■ **Task to complete**
Your answer should hold only the lines from the one containing "Query: person's arm" through the last line below, copied exactly; pictures stay out.

(Image point grounding data)
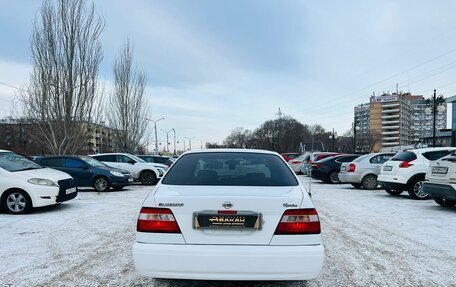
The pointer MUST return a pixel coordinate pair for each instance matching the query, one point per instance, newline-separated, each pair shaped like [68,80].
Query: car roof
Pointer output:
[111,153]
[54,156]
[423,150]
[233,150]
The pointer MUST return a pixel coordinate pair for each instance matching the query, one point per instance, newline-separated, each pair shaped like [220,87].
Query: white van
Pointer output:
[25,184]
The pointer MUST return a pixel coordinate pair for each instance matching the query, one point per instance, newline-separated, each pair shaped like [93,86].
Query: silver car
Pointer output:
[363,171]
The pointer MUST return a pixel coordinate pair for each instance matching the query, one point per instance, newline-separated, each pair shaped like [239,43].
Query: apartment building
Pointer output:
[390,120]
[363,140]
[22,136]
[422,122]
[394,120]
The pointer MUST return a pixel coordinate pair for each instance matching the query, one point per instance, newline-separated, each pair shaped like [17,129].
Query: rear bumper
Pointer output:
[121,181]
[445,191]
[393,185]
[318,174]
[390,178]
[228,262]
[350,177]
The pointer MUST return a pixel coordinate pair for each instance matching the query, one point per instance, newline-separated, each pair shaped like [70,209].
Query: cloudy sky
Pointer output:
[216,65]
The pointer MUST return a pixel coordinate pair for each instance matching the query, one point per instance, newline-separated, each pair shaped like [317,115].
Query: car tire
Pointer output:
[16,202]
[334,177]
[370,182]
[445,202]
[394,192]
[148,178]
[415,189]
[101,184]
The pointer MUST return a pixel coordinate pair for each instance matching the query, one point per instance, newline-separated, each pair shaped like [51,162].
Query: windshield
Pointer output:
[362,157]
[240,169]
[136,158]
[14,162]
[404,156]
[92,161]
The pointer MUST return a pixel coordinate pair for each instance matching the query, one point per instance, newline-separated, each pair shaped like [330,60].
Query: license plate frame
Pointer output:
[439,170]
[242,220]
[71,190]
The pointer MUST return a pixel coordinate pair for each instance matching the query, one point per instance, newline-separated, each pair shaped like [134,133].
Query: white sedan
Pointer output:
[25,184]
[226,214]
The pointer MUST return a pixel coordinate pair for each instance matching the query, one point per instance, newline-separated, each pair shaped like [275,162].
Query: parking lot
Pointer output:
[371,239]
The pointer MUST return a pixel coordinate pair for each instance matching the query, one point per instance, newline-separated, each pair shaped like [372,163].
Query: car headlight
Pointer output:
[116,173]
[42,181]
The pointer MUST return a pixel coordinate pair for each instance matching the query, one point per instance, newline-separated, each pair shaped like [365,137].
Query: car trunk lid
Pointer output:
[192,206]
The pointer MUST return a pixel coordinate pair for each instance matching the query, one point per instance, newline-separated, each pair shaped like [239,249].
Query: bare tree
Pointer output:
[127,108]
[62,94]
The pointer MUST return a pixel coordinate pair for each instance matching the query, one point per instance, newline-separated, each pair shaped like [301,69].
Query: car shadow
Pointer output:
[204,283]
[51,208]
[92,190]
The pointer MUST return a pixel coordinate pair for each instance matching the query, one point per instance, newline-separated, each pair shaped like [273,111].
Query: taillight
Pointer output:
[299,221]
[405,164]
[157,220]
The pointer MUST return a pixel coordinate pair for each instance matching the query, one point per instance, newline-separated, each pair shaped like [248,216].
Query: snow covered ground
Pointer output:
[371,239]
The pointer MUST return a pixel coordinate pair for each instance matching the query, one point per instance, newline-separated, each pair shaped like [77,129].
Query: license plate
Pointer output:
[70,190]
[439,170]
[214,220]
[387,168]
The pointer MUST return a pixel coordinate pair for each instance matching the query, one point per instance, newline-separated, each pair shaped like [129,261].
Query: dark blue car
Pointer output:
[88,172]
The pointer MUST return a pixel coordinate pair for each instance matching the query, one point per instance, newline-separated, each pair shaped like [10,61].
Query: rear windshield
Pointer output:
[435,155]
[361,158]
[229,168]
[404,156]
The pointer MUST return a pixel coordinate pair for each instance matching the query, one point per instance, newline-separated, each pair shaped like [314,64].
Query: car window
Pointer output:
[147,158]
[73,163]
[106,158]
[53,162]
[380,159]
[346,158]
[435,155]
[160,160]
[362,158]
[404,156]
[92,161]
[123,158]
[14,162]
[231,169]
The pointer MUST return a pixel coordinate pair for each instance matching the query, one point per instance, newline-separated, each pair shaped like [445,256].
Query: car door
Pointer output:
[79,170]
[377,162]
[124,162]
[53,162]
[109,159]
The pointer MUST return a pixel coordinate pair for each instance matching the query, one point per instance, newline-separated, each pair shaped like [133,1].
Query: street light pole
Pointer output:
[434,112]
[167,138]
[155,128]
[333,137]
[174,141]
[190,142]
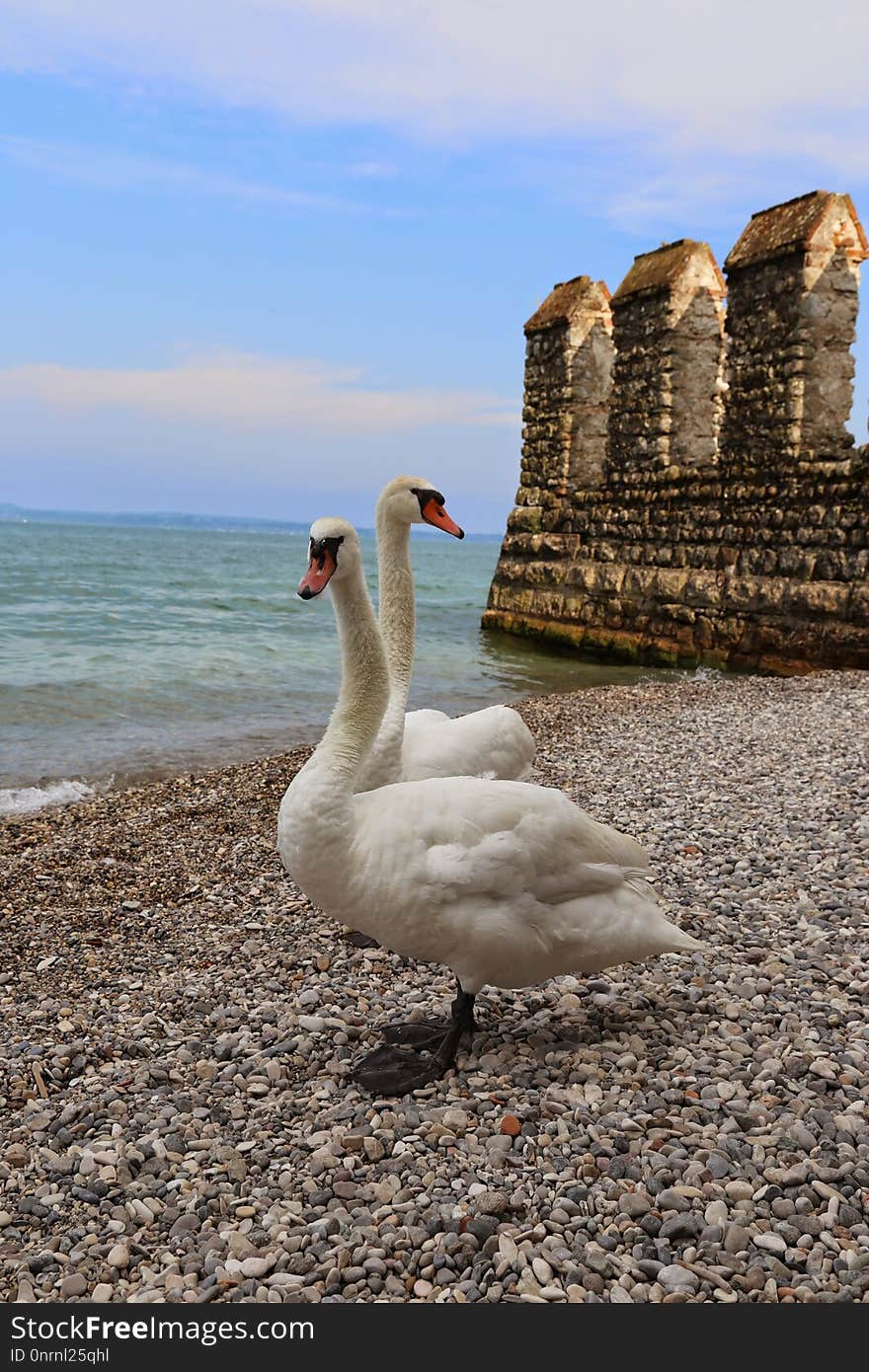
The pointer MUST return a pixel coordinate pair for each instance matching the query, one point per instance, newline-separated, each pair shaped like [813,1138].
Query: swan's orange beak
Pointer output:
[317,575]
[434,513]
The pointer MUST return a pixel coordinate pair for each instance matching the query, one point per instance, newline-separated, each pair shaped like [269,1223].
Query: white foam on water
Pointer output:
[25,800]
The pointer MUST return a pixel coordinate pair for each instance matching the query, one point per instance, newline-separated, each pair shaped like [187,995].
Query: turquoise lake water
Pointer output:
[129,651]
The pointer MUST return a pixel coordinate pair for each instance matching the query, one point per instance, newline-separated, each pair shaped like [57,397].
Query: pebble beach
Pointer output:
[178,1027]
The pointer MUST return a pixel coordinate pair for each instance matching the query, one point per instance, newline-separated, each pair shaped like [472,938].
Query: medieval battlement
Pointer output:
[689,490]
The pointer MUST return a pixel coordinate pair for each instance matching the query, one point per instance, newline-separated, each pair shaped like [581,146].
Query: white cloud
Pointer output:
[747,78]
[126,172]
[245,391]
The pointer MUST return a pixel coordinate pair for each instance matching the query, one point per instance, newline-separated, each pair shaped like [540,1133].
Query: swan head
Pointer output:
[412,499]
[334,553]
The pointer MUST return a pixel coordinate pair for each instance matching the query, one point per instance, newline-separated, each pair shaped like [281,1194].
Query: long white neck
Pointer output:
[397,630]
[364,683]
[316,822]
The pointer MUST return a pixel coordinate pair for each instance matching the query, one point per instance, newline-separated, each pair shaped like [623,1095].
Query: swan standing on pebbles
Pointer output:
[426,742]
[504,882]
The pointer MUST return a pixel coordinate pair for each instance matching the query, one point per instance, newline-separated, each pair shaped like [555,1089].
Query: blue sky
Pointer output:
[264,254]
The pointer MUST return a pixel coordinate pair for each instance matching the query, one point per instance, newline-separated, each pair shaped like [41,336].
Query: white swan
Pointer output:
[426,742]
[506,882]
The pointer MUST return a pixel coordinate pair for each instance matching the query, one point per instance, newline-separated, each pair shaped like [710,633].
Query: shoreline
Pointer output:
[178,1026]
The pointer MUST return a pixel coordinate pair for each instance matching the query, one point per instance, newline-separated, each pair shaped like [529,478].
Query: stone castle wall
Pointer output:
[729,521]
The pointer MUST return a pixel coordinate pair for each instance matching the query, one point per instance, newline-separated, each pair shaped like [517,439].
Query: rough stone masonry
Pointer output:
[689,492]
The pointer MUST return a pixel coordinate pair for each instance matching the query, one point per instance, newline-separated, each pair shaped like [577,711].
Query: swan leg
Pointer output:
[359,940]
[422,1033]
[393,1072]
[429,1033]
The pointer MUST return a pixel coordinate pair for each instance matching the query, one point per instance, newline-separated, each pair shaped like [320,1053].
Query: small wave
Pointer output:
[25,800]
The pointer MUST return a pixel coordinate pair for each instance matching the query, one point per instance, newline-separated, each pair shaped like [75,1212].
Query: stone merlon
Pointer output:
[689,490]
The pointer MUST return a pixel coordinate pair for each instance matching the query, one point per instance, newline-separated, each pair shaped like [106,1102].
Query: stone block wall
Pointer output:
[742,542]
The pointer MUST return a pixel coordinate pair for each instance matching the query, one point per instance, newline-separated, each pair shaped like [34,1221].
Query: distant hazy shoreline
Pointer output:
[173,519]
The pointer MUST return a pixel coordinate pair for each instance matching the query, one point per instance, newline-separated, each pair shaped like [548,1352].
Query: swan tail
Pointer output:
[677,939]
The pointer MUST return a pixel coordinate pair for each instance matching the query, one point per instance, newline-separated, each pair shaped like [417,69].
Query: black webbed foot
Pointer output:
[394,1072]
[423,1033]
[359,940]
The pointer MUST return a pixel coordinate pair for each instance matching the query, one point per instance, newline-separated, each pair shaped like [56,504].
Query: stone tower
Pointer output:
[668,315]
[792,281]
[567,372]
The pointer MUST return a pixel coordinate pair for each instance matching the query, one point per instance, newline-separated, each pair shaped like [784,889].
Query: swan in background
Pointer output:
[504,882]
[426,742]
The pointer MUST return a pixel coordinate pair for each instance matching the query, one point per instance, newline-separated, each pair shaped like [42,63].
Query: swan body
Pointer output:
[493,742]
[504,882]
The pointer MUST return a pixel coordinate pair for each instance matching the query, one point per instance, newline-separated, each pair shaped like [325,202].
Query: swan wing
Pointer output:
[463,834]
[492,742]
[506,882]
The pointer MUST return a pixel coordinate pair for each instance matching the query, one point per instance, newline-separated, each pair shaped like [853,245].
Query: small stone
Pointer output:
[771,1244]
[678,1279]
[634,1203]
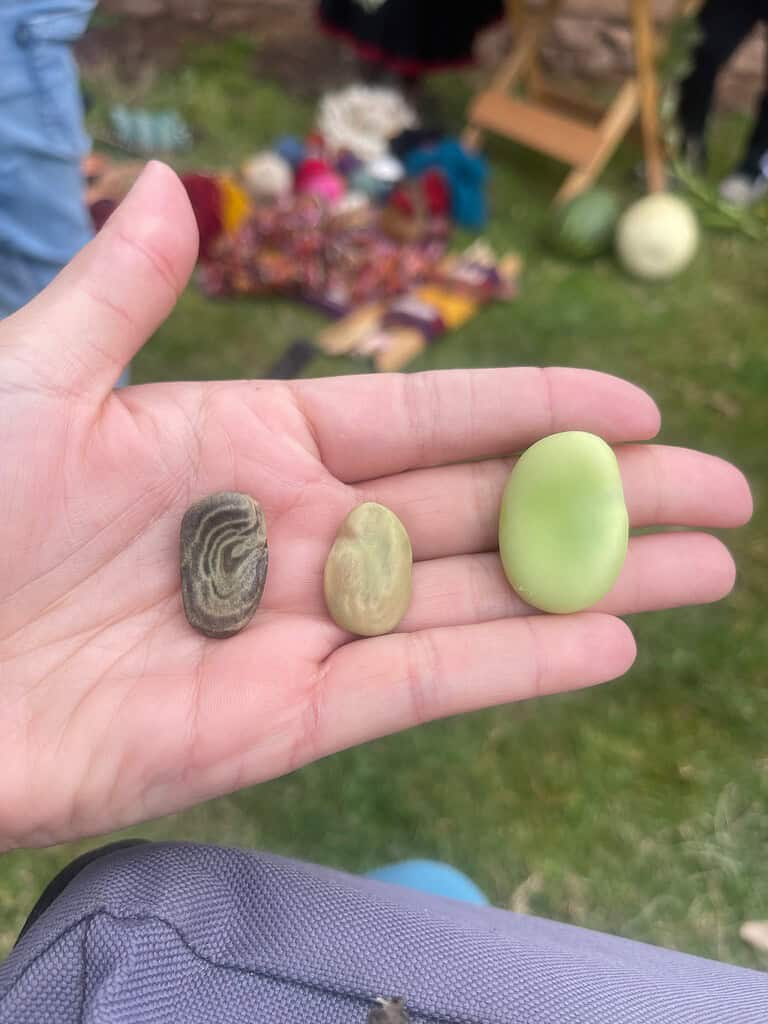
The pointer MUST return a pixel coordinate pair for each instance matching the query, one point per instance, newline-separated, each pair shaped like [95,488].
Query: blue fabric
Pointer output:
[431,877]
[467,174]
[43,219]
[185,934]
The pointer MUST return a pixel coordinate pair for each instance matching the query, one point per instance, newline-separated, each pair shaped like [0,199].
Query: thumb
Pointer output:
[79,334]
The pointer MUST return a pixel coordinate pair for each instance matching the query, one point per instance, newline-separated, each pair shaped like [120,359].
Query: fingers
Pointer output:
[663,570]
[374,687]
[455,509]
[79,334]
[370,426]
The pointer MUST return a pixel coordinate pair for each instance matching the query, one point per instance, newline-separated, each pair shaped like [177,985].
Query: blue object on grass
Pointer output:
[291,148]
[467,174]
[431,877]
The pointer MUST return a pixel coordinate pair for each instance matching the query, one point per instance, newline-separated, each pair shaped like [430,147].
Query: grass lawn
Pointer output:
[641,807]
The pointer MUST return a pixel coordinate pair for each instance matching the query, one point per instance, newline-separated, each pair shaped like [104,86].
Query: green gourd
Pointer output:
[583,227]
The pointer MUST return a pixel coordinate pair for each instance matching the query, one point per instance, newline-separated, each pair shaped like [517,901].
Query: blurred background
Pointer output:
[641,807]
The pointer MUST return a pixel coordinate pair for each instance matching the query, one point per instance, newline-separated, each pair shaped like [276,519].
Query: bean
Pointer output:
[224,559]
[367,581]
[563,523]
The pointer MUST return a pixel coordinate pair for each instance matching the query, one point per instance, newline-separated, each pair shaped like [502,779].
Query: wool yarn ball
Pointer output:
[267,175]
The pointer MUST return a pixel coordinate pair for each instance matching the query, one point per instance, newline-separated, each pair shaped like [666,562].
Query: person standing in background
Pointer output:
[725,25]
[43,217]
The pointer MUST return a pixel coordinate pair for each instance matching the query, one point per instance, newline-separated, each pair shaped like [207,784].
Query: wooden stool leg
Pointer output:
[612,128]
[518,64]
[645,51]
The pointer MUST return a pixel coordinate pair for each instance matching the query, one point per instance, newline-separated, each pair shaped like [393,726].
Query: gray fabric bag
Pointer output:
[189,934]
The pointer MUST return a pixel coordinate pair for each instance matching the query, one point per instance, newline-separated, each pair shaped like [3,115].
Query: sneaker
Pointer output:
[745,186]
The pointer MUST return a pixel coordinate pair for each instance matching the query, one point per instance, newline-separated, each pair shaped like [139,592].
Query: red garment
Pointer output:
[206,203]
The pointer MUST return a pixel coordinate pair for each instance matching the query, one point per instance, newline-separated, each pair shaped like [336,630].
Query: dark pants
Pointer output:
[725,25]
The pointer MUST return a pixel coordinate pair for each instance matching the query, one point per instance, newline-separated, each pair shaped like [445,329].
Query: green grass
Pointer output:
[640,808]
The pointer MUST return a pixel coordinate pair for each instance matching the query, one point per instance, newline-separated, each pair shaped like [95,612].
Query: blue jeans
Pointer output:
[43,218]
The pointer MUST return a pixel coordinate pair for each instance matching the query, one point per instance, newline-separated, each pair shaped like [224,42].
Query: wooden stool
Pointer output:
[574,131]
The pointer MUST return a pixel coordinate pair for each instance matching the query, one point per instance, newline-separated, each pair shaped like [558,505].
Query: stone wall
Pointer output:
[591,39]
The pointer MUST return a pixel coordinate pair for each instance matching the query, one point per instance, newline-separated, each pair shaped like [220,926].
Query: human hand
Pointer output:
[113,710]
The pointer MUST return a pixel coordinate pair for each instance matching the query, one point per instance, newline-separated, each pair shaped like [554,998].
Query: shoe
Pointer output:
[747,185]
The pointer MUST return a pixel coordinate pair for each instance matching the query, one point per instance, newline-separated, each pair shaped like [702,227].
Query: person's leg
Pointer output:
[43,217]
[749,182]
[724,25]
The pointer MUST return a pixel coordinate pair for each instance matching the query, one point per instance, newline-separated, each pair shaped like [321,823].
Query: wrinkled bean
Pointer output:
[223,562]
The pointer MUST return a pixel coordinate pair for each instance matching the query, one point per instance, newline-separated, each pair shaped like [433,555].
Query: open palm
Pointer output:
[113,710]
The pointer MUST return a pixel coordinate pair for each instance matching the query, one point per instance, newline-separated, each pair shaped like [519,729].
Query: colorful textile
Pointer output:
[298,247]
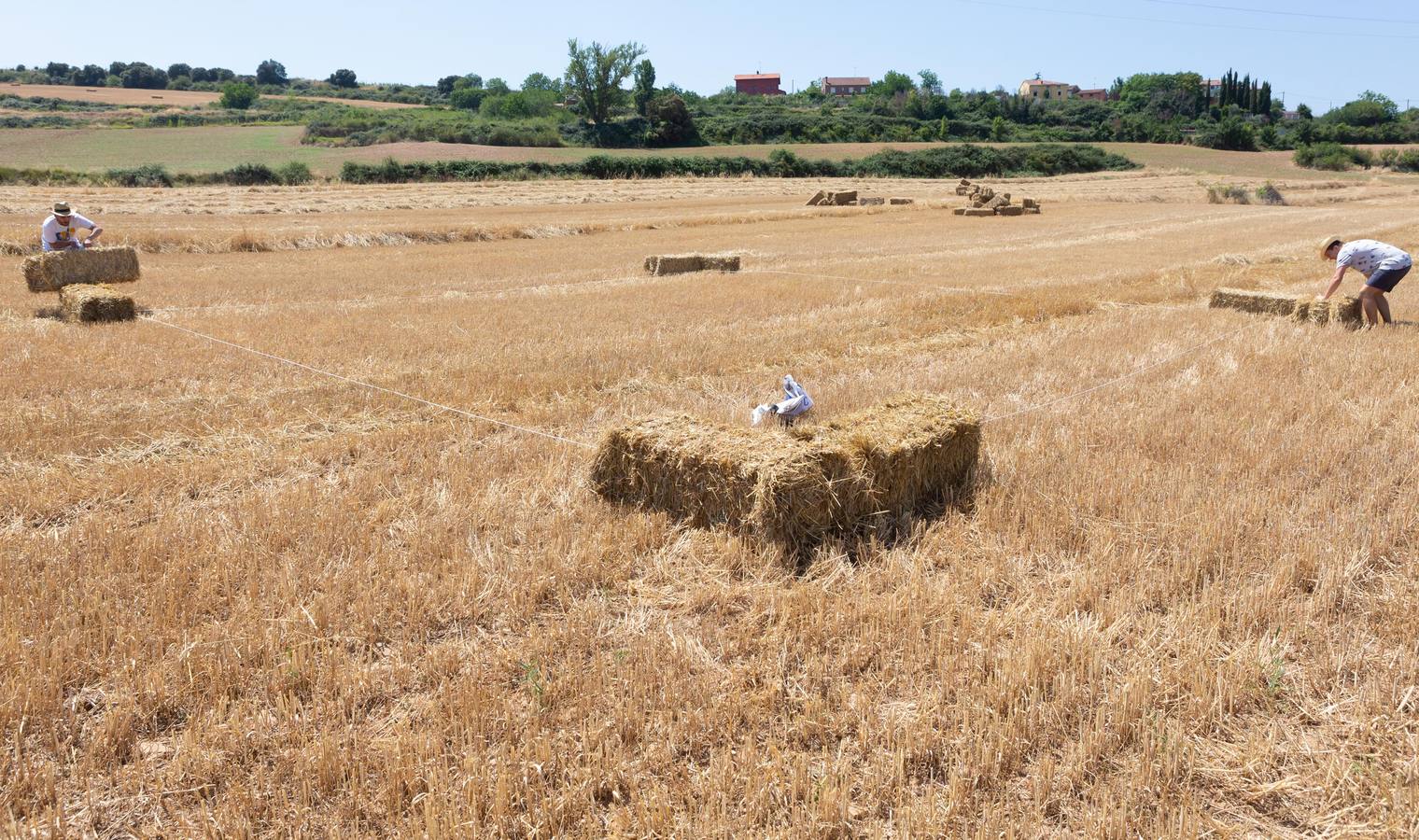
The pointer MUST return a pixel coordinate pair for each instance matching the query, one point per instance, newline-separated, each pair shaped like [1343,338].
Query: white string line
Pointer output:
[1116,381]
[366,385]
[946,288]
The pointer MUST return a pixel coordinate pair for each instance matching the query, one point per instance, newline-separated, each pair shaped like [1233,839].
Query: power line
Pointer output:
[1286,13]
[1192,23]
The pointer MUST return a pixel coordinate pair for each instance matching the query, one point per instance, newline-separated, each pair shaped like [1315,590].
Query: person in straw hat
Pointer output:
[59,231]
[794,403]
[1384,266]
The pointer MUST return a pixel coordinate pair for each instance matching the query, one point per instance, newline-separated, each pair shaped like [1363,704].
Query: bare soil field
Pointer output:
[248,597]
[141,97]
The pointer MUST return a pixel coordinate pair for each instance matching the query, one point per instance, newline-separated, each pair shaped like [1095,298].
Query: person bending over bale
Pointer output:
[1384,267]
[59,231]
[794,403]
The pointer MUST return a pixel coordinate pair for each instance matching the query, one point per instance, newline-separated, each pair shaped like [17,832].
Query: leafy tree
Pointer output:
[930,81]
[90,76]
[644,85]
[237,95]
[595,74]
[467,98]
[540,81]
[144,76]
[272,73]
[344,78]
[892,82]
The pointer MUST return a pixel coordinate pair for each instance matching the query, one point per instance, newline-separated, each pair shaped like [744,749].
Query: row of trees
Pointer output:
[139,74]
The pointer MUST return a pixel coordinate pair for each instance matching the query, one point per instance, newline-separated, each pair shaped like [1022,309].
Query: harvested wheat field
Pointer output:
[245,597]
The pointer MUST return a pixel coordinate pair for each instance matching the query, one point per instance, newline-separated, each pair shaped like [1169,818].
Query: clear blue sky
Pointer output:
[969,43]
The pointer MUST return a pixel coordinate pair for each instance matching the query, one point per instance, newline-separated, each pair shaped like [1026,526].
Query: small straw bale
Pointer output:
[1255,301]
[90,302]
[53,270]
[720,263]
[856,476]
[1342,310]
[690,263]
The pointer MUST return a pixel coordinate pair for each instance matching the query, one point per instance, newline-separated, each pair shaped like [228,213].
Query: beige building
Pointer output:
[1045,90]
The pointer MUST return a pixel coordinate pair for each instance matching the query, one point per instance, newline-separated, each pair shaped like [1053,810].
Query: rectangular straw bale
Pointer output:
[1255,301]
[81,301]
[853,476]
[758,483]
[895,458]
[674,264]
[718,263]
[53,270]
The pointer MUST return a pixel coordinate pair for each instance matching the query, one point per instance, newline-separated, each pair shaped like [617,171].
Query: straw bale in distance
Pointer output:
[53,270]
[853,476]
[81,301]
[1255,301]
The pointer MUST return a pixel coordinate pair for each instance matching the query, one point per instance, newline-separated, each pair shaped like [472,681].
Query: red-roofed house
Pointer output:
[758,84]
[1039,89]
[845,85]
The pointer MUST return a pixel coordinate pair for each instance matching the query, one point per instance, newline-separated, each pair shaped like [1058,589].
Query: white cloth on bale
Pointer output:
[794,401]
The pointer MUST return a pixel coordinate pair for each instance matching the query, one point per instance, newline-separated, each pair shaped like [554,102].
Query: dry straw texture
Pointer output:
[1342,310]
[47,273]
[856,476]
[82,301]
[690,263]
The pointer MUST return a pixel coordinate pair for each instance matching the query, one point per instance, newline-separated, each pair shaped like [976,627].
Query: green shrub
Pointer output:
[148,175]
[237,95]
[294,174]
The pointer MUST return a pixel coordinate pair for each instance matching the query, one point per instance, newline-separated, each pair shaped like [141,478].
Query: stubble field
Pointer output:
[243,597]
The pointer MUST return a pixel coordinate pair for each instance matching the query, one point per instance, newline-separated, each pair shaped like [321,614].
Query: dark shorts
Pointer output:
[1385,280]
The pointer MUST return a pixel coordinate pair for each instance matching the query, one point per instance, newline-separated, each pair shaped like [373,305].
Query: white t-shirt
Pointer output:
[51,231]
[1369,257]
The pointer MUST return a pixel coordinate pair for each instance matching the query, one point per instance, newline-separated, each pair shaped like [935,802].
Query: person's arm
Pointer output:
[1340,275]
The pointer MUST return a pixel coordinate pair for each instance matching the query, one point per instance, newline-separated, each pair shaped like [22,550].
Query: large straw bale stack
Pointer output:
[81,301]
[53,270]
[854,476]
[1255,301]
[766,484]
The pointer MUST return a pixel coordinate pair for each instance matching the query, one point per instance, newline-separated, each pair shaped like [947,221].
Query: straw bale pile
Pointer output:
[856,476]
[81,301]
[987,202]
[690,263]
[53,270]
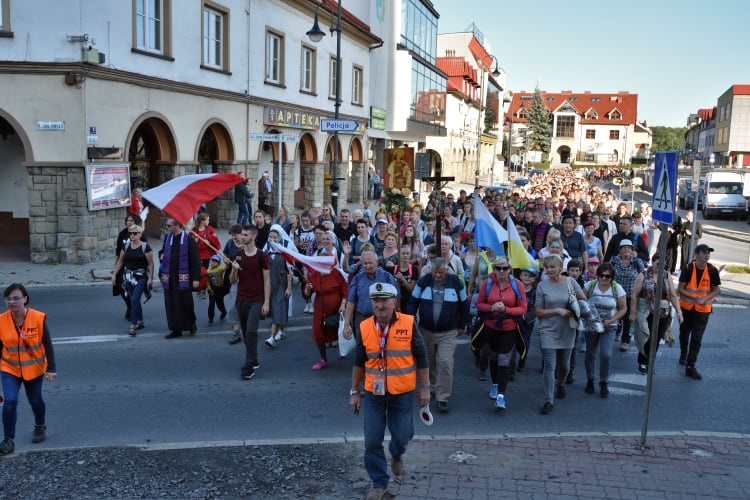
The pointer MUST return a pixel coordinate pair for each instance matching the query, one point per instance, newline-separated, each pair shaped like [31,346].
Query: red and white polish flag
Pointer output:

■ **Expected answer**
Query: person's arm
Pointer output:
[1340,275]
The pointer MUST return a pixel coordinate pair for each instance matching the query, one point per instance, newline-separated, each pair shaped like [22,550].
Query: large straw bale stack
Pointer output:
[81,301]
[53,270]
[854,476]
[1255,301]
[766,484]
The pointer MUST return a pixel coordinate pair for each instance matching the query, one point per instance, newline-separated, each pair shaped like [947,221].
Query: straw bale pile
Pointer output:
[856,476]
[81,301]
[987,202]
[690,263]
[53,270]
The pointer MUST return a pixel coordinate pair for each instance matching the query, one point per instance, newline-separated, each pair shaped like [31,346].
Query: red and white polish flag
Pointer output:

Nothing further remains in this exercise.